TASK REQUIREMENTS
Output every entry exactly, from the first line to the last.

━━━━

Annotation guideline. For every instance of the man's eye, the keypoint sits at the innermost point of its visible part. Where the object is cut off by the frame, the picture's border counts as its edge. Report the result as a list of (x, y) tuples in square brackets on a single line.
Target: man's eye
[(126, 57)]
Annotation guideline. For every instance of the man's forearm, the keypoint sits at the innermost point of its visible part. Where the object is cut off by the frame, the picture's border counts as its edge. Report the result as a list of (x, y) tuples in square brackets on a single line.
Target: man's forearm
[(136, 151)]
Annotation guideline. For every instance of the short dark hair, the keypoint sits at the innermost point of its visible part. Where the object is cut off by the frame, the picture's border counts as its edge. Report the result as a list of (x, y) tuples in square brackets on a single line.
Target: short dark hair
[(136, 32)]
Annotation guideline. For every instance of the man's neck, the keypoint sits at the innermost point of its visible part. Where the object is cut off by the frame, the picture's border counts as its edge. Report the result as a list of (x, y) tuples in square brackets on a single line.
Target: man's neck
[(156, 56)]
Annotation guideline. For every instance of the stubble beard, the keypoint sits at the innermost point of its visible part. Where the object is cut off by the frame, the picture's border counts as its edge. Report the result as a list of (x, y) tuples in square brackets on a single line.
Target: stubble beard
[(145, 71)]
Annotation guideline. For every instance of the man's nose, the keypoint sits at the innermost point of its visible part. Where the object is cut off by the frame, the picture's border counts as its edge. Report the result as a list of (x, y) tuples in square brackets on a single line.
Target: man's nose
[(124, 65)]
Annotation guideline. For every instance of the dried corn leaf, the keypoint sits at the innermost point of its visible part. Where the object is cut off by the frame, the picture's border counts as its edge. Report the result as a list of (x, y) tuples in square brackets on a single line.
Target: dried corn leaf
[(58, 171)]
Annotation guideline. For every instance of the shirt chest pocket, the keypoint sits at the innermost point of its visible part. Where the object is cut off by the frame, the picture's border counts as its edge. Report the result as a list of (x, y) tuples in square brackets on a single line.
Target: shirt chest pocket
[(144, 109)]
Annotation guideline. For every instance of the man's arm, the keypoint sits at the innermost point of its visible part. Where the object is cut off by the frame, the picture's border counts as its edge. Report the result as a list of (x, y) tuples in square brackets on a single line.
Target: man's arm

━━━━

RESULT OF THE EXERCISE
Annotation guideline. For every instance of the man's eye, the keypoint sits at the innermost point of its visible part. Where the object is cut off by the frame, the picture's border counts as its edge. Report the result as a list of (x, y) tuples in square brackets on a single line.
Target: man's eye
[(126, 57)]
Annotation guideline. For every instance of the man's forearm, the keypoint sits at the innermost point of its visible part. Where the object is cut off by the frame, the picture's border counts as its edge. Report the result as a list of (x, y) tuples in square brackets on a single line.
Target: man's forearm
[(136, 151)]
Annotation guideline. For every instance of the short dark hair, the keypoint sits at the innermost point of its visible part. Where the object is cut off by the frame, the picture's border counts as its edge. Report the result as a list of (x, y) tuples in square brackets on a single line.
Target: short dark hair
[(136, 32)]
Annotation guideline. For every instance of the man's neck, the keypoint sits at the innermost point of its visible part. Where the object is cut off by the frame, the picture's border counts as its edge. Report the result as a list of (x, y) tuples in square brackets on a single line.
Target: man's neck
[(156, 56)]
Annotation guideline. For every instance of the stubble beard, the keypoint sits at the innermost point of its visible part. Where the object is cut off by the frame, the picture's border counts as its edge. Report the result as a list of (x, y) tuples in square brackets on a single line.
Target: stubble beard
[(145, 71)]
Annotation guideline. For every instance of the man's nose, the keypoint sits at the innermost point of its visible part. Where the object is cut off by the frame, the picture's border counts as its edge. Report the result as a list of (x, y) tuples in square brackets on a single line.
Target: man's nose
[(124, 65)]
Annotation guideline. For every instance of the dried corn leaf, the keypoint sits at the innermost point of its visible part. Where the object is cut off by the frame, the picture's border counts as its edge. Report the result as a list of (x, y) tuples in square brackets on a single line.
Target: dried corn leaf
[(58, 171)]
Annotation guideline. For every instance of the shirt chest pocket, the keypoint sits at the innermost point of its visible part. Where the object is cut off by the frame, the picture's border counts as its edge. Report the result as a list of (x, y) tuples in square brackets on a single line.
Target: shirt chest pocket
[(144, 109)]
Annotation guideline. For every instance of the man's arm, the keypoint sits at the innermost point of its visible part. Where the object is cut off by the frame, the picture's border counts as its edge. Report the result as a list of (x, y) tuples in square brackets on a single line.
Target: man's arm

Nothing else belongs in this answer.